What needs to be done
Beginning with the line that contains "Where can you find the jacket pocket", transcribe every line down to the end of the entries, exactly, and no other lines.

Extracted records
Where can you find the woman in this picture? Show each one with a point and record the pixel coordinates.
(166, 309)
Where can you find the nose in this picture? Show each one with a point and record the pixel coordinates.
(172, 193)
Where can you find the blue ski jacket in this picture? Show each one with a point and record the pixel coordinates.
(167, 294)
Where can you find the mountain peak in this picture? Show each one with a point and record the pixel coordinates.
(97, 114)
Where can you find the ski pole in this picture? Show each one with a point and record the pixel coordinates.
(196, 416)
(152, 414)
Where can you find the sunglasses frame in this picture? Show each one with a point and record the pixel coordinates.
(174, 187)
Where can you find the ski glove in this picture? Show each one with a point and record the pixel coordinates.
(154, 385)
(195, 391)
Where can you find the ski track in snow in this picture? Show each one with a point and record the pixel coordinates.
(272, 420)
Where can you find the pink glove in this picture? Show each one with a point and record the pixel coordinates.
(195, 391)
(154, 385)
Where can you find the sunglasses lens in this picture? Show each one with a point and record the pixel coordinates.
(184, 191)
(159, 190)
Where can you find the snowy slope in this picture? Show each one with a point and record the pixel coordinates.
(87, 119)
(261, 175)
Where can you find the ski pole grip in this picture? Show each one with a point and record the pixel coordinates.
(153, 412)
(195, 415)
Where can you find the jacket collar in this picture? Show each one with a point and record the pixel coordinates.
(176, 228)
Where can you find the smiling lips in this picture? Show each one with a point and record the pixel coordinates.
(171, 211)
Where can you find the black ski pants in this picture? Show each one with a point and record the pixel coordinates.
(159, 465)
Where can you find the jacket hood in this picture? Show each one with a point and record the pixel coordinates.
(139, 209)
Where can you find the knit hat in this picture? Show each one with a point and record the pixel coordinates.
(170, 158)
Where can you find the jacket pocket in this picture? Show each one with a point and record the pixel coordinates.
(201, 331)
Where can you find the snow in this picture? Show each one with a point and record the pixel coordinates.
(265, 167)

Exercise response
Where can you find the jacket pocket in this picture? Show each one with a point and record the pixel coordinates.
(201, 331)
Where can you find the snow in this picture? Show each one with a point and record the pixel coordinates.
(265, 167)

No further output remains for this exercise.